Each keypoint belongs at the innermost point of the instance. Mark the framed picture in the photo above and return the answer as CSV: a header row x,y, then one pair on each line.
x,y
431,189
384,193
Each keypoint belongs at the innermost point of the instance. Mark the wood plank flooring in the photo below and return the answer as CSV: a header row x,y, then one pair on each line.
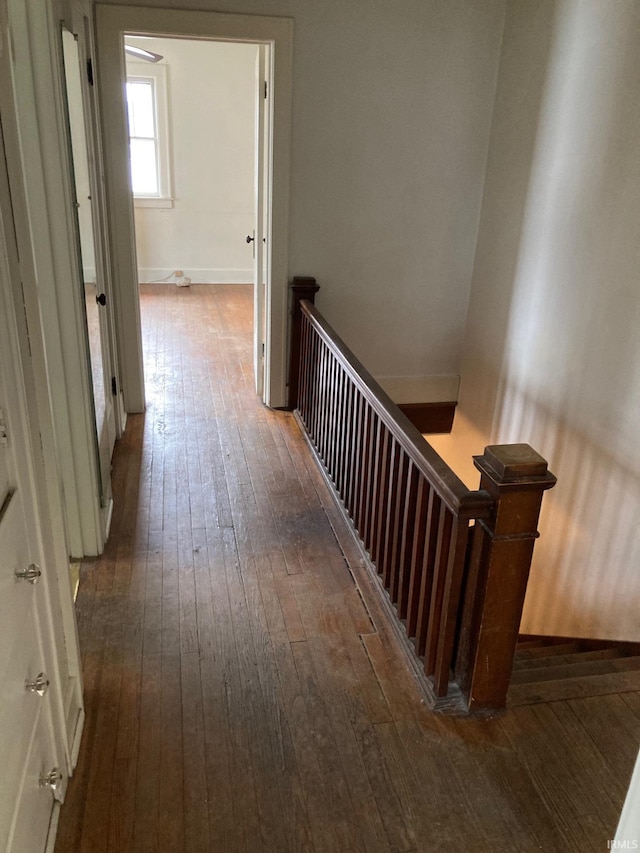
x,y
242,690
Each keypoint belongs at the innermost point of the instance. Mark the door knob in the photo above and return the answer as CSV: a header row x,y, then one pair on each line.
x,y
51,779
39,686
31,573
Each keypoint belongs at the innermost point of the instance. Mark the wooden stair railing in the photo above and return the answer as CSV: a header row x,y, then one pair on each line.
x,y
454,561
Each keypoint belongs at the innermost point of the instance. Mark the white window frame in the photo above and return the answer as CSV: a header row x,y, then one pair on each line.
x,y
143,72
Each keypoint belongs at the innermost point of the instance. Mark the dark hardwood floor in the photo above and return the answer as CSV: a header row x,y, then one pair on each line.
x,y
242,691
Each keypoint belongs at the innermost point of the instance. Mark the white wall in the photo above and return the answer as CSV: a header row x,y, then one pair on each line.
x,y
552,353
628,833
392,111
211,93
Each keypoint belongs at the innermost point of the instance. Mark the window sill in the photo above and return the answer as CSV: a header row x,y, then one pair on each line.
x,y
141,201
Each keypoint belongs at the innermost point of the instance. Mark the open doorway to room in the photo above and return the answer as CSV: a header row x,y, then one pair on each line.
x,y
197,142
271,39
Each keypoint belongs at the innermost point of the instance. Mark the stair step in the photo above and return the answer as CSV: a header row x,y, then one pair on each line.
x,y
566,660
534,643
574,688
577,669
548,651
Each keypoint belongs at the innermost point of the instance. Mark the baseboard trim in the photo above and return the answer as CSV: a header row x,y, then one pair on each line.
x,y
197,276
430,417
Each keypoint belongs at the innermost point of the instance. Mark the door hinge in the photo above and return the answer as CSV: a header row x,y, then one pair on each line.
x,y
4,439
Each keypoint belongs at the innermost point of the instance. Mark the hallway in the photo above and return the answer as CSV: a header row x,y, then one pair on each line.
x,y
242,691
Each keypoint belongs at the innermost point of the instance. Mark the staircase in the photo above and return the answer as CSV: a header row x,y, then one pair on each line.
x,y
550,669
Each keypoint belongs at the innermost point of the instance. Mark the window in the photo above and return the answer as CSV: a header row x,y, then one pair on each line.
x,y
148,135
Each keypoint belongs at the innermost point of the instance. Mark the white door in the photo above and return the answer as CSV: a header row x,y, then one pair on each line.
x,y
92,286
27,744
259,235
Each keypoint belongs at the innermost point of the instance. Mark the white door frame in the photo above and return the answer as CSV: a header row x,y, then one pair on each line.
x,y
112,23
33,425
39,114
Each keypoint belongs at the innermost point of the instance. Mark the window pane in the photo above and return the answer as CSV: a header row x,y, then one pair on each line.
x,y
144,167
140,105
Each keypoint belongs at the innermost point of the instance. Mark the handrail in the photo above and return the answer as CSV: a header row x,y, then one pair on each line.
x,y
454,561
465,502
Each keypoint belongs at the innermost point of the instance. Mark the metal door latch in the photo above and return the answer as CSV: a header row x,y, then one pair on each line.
★ ★ ★
Reproduce the items above word for word, starting at the line that contains "the door hinge" and running through the final line of the items.

Each keypoint belongs at the innermost point of the instance. Mark the door hinge in the photo above and return the answer as CSV: a header row x,y, then one pair on each line.
x,y
4,439
Each keypoint belongs at the innermost point of the instance. Mark the hallway in the photo above and return the answer as CSV: a header row x,y, then one pair on each line.
x,y
242,691
Each keypoint belongs at the innermost point of the instance. Mark the staircase in the photo above and return the answer as CSV: a header row x,y, then one pair on each line.
x,y
550,669
Each keypoint belongs at the innermost point of the instance. Mark the window in the photo above and return the answer as CSV: a header row x,y, then one pair on each line.
x,y
148,135
Each keypoint belongs at the innermost point of the instance. Mark the white door in the photo above and return the answer as CSV: a header row x,y, then one pair on each line.
x,y
92,286
27,744
259,235
Each keypoint belongs at the innermost point of the instance. Mark the white door frame in the photo above and return the answer as CSV: a header row x,y, then one pair on each line.
x,y
112,23
33,425
39,114
Each keypoint belongs at the innermost point of the instance. Mark the window pane in the photo above and return the answer as CSV: a header row x,y, then one pair on each line.
x,y
144,167
140,105
Each keypoint belongs at the innermost point of the instance. Mark the handrail in the photo above and return the answer as CSV: a header row x,y, then one pair on each line.
x,y
454,561
465,502
Each keypoint belongs at the innermost point of the instance. Mark the metal door latch in the photo above and return the answer as CSV: a header row x,y, then one pair on each line.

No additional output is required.